* [ABOUT THIS TASK]: Output the material exactly, with every line intact.
──────────
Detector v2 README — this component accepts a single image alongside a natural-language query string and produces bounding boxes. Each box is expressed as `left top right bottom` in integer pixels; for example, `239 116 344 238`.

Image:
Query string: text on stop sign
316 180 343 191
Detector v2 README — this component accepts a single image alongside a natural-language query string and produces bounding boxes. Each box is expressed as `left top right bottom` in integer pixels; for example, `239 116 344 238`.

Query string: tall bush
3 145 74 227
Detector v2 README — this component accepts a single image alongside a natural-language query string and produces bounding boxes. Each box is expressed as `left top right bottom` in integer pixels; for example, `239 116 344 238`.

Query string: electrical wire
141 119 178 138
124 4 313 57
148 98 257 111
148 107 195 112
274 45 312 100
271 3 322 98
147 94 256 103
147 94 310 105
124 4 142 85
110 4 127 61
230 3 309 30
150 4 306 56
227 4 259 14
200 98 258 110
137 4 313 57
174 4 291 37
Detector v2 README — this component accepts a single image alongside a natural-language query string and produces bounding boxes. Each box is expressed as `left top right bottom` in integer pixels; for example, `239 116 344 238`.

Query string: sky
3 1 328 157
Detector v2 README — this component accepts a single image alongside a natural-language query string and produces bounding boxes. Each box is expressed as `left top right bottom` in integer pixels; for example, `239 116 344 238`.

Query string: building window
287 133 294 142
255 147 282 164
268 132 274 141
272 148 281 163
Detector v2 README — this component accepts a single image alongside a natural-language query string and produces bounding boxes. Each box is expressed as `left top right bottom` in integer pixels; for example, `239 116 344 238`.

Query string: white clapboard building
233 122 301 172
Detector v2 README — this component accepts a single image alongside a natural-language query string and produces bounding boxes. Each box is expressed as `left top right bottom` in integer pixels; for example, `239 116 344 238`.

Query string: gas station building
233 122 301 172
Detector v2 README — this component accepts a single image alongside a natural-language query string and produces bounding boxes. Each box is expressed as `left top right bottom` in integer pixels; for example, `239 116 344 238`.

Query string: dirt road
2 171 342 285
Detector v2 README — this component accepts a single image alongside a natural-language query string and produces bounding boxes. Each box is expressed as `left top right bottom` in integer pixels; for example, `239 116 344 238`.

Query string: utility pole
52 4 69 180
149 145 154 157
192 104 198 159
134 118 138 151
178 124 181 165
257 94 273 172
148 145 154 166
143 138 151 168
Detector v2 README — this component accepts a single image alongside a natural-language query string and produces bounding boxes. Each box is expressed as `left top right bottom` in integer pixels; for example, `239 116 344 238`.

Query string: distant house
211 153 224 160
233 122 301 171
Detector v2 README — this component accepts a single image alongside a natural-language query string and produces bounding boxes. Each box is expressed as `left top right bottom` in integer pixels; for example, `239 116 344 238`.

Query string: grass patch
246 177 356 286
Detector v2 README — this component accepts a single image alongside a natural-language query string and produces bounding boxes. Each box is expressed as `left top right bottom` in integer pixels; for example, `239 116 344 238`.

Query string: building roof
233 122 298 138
──────────
* [EXERCISE SOLUTION]:
Detector v2 README — this component accepts a single image alongside a natural-language query string and produces bounding boxes. Each box is expressed as `left top right bottom` in integer pixels; for example, `239 116 344 238`.

Image:
Query string: text on stop sign
316 180 343 191
Detector v2 README — this component accepts a single image alongside a natural-language query string and produces bounding boxes. Each box is expressed as `left top right bottom` in integer pixels; for example, `239 116 344 238`.

Query string: tall bush
3 145 74 227
Detector v2 README — this component accepts a single image alongside a natural-language query string and produces bounding boxes. Each box is expressed as `left top right bottom` in integer pixels; for example, `239 116 344 238`.

Query string: electrical wire
141 119 178 138
124 4 313 57
148 98 257 111
148 107 195 112
274 45 312 100
271 3 322 98
147 94 256 103
147 94 310 105
124 4 142 85
110 4 127 61
230 3 309 30
150 4 306 56
227 4 259 14
200 98 258 110
137 4 313 57
174 4 291 37
Detector v2 README — this component accepts a single image alongside a natural-language query string and produces bounding boxes. Each box is expressed as `left top right bottom` in integer pixels; for example, `239 116 344 238`.

Query string: sky
3 1 328 157
Detector v2 README — this component accepts a single image alongside a natural-language query string and produces bounding boxes. Each box is expressed as `left top right bottom` in integer pixels; for example, `239 116 344 238`.

Query string: building window
287 133 294 142
255 147 282 164
268 132 274 141
272 148 281 163
Detector v2 README — this component accepts a single image alongside a natural-language query string and produces bounding boxes. Each box is expressed as `left top right bottom` in integer pixels; for example, `239 116 344 238`.

Query string: white clapboard building
233 122 301 172
Detector v2 README — this component accepts a single image alongside a natural-language query string and produces bounding boxes. Each box is expressed as `left top right bottom` in integer pixels; for example, `239 116 344 238`.

Query string: gas station building
233 122 301 172
Detector v2 README — this component accepts a single image alongside a natural-language query string and produces bounding boxes. Each box is expressed as `left top right bottom` in integer pixels; for example, `239 116 344 238`.

Query string: dirt road
2 171 342 285
Detector v2 README — this component accepts a single image alongside a natural-language query string and produces bounding boxes. Each box is expressed as `left top right bottom` in integer pixels; for example, `239 116 344 238`.

Query string: utility pole
52 4 69 180
149 145 154 157
192 104 198 159
134 118 138 151
178 124 181 165
257 94 273 172
148 145 154 166
143 138 151 168
Detector v2 README — this component accepts a single image alongside a natural-language query string and produces bounding boxes. Each box is expressed as `left top right bottom` in integer pixels; for example, `239 116 344 238`.

Query string: distant house
211 153 224 160
233 122 301 171
Detector v2 README — this component accepts a single image alongside a natural-language query string and produces bounding boxes. Each box is expressed as `left top right bottom` in integer pixels; for example, `239 116 344 238`.

Query string: grass patch
246 177 356 286
Detector v2 README — this component accepts a single image alongside a natural-language query string and produces bounding boxes. Each box is expressed as `left top right bottom` in integer pixels; for example, `239 116 344 238`.

Query string: building roof
233 122 298 138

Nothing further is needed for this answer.